▸ Brief 1
In the Docling data preparation page, what is Docling described as?
▸ Brief 2
Retype the part of the Docling data preparation page starting with "To automate data" and going on through "large language models.".
▸ Brief 3
Extend the Docling data preparation page from where it stops.

▸ Source
+===+
Ce contenu n'est pas disponible dans la langue sélectionnée.

Chapter 3. Prepare your data for AI consumption

To prepare your data, use Docling to transform unstructured data (such as text documents, images, and audio files) into structured formats that models can consume.

To automate data processing tasks, you can build Kubeflow Pipelines (KFP). For examples of pre-built pipelines for unstructured data processing with Docling, see https://github.com/opendatahub-io/data-processing.

3.1. Process data by using Docling
Copier lien

Docling is the Python library that you use to prepare unstructured data (like PDFs and images) for consumption by large language models.

3.2. Explore the data processing examples
Copier lien

To get started with data processing with Docling explore the provided examples.

Prerequisites

Install the data processing library as described in Set up your working environment.

Procedure

To access the data processing examples, clone the data processing Git repository:
- To clone the https://github.com/opendatahub-io/data-processing.git repository from JupyterLab, follow the steps in Clone an example Git repository and specify the 3.0 branch.
- To create a local clone of the repository, run the following command:
  git clone https://github.com/opendatahub-io/data-processing -b stable-3.0
Go to the notebooks directory to learn how to use Docling for the following tasks:
Use cases
- Convert unstructured documents (PDF files) to structured format (Markdown) - with and without vision‑language model (VLM)
+===+
▸ Records
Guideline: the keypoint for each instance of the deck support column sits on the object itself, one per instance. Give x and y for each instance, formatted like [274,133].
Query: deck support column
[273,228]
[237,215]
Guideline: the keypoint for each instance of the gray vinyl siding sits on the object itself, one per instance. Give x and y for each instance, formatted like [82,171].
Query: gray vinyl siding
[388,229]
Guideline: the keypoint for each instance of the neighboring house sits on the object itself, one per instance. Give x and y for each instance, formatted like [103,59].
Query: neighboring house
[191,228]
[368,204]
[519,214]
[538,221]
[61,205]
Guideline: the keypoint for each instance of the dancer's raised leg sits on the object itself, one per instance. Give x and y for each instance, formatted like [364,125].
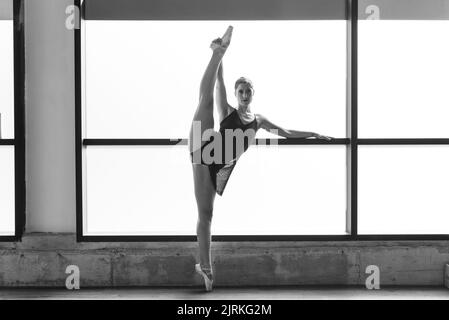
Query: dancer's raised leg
[204,114]
[204,188]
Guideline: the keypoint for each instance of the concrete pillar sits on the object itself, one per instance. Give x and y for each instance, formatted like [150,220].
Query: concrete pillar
[50,117]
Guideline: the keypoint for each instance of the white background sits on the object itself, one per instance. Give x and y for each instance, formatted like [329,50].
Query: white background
[403,189]
[403,79]
[272,190]
[142,77]
[7,79]
[7,212]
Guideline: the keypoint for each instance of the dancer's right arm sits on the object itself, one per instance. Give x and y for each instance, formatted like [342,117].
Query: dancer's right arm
[220,90]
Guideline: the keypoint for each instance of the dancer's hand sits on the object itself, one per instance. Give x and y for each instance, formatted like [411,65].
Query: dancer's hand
[215,44]
[318,136]
[221,44]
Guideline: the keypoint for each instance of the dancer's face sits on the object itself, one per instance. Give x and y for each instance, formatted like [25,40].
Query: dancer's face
[244,94]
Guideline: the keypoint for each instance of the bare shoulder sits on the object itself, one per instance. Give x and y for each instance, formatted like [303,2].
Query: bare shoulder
[259,119]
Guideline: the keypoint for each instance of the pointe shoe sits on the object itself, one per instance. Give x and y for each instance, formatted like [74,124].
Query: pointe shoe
[207,281]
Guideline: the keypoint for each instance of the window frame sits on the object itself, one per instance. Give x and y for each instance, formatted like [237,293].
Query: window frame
[19,122]
[352,143]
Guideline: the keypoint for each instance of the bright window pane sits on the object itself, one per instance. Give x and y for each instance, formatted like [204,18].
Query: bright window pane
[273,190]
[141,78]
[403,78]
[7,212]
[403,189]
[6,80]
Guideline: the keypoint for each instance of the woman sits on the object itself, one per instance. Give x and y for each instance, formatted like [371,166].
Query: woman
[211,162]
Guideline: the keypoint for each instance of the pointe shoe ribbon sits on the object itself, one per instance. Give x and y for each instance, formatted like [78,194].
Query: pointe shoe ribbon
[207,281]
[226,39]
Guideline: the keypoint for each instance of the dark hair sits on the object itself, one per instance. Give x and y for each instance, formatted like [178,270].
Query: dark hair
[243,80]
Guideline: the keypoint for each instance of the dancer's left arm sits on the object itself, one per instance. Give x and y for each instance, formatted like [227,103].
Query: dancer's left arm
[266,124]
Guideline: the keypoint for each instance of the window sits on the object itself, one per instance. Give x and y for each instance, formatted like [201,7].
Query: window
[403,101]
[139,64]
[12,180]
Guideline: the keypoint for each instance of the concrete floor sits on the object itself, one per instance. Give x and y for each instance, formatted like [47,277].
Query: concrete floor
[269,293]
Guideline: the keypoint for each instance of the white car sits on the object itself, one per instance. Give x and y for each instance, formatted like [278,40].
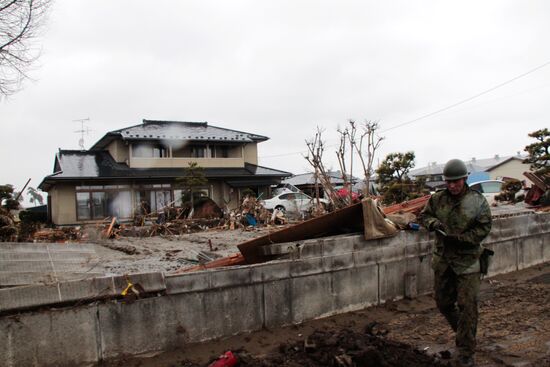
+===+
▸ Result 1
Docling is the Python library used to prepare unstructured data, like PDFs and images, for consumption by large language models.

▸ Result 2
To automate data processing tasks, you can build Kubeflow Pipelines (KFP). For examples of pre-built pipelines for unstructured data processing with Docling, see https://github.com/opendatahub-io/data-processing.

3.1. Process data by using Docling
Copier lien

Docling is the Python library that you use to prepare unstructured data (like PDFs and images) for consumption by large language models.

▸ Result 3
- Chunk - Split documents into smaller, semantically meaningful pieces
- Information extraction - Use template formats to extract specific data fields from documents like invoices.
- Subset selection - Use this script or notebook to reduce the size of your dataset. The algorithm analyzes an input dataset and reduces it in size, while ensuring data diversity and coverage.
Tutorials - An example notebook that provides a complete, end-to-end workflow for preparing a dataset of documents for a RAG (Retrieval-Augmented Generation) system.

Additional resources

Docling community project: https://docling-project.github.io/docling/
GitHub Repository for the Docling project source code: https://github.com/docling-project/docling

3.3. Automate data processing steps by building AI pipelines
Copier lien

With Kubeflow Pipelines (KFP), you can automate complex, multi-step Docling data processing tasks into scalable workflows.

With the KFP Software Development Kit (SDK), you can define custom components and stitch them together into a complete pipeline. The SDK allows you to fully control and automate Docling conversion tasks with specific parameters.

Note: You can build a custom runtime image to ensure that all required Docling dependencies are present for pipeline execution. For information on how to run a Docling pipeline with a custom image see the Docling Pipeline documentation.

3.4. Explore the kubeflow pipeline examples
Copier lien

To get started with kubeflow pipelines, explore the provided examples. You can download and modify the example code to quickly create a Docling data processing or model training pipeline.

Prerequisites

Install the data processing library as described in Set up your working environment.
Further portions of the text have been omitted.